## Work required
List every line below that contains the word "mountain", treating uppercase and lowercase letters as different.

** Start Data supplied **

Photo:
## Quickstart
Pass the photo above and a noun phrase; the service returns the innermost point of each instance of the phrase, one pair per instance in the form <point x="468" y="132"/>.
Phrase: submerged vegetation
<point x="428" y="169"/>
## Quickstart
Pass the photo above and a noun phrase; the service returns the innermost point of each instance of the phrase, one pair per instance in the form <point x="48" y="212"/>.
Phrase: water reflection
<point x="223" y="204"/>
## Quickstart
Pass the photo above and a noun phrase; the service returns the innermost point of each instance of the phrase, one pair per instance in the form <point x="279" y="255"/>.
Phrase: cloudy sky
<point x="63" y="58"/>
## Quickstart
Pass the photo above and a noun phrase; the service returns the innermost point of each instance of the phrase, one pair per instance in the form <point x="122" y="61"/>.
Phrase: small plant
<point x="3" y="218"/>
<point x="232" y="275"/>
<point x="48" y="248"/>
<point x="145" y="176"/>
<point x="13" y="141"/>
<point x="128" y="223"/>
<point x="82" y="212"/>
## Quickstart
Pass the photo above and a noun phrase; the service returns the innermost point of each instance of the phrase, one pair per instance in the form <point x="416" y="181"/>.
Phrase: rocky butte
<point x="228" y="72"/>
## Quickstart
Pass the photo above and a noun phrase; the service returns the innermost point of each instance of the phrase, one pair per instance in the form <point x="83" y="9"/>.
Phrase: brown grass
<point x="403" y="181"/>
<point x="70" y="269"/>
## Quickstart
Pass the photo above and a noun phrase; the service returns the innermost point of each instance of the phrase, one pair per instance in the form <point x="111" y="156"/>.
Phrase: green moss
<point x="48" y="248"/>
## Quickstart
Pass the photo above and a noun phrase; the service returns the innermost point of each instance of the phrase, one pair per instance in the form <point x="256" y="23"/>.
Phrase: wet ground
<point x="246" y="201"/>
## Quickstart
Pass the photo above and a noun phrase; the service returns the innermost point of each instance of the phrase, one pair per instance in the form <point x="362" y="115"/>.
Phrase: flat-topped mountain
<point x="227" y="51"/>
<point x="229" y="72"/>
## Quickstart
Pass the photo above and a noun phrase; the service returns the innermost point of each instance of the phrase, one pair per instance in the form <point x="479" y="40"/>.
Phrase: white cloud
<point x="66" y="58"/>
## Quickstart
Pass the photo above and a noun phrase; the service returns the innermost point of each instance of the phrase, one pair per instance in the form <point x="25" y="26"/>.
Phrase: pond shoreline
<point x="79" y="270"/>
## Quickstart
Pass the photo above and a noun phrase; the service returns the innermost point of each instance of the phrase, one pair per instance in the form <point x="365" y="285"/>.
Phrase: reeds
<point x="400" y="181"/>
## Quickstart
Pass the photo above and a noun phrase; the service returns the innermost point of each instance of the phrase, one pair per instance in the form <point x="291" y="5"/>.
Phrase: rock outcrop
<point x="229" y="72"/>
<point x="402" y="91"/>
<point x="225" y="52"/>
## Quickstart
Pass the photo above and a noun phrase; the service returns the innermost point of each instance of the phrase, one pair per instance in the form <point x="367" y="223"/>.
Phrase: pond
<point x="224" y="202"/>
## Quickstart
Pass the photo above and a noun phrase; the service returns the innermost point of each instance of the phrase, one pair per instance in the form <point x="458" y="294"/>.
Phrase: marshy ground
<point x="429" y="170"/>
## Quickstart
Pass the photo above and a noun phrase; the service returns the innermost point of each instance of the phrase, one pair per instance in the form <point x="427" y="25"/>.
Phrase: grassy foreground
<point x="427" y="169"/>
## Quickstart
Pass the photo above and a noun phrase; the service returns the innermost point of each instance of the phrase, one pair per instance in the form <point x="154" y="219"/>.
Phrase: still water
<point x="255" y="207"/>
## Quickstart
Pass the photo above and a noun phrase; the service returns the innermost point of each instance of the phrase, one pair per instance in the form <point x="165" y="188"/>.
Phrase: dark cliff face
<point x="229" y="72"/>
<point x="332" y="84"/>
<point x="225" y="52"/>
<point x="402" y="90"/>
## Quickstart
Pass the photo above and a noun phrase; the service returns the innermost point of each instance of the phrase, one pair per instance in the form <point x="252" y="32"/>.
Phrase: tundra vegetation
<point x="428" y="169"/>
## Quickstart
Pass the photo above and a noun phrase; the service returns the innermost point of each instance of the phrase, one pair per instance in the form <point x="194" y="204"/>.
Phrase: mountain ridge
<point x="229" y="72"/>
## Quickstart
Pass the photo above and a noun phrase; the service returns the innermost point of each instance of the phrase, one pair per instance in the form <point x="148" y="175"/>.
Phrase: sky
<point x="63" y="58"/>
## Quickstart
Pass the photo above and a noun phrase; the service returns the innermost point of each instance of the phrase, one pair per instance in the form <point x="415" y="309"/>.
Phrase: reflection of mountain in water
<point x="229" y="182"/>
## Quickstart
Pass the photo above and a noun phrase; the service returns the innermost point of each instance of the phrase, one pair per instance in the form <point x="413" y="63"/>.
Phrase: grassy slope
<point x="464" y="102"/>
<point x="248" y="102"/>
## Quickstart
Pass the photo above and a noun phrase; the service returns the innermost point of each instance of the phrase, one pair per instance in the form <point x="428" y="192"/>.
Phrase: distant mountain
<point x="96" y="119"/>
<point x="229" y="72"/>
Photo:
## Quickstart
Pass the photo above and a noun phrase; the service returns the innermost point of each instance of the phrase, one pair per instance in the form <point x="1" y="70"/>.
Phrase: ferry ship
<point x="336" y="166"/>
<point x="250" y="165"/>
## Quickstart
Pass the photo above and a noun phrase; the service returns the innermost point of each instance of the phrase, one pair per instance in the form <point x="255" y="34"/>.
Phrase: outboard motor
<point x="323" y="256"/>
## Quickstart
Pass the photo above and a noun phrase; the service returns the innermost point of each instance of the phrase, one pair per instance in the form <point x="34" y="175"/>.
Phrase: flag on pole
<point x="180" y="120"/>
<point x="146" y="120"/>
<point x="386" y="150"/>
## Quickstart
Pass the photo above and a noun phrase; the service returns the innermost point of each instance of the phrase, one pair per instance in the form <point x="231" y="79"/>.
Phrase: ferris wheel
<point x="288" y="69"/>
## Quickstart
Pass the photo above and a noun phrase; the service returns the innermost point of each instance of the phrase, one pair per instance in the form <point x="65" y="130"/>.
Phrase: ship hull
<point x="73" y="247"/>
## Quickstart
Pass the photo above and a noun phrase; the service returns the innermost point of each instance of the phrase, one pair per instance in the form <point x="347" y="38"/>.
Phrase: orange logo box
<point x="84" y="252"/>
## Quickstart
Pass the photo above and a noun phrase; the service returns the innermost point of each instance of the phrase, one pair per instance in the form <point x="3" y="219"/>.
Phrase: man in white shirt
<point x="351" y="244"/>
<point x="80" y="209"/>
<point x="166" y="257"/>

** End Data supplied **

## Output for this task
Phrase: flat-topped mountain
Phrase: mountain ridge
Phrase: reflection of mountain in water
Phrase: distant mountain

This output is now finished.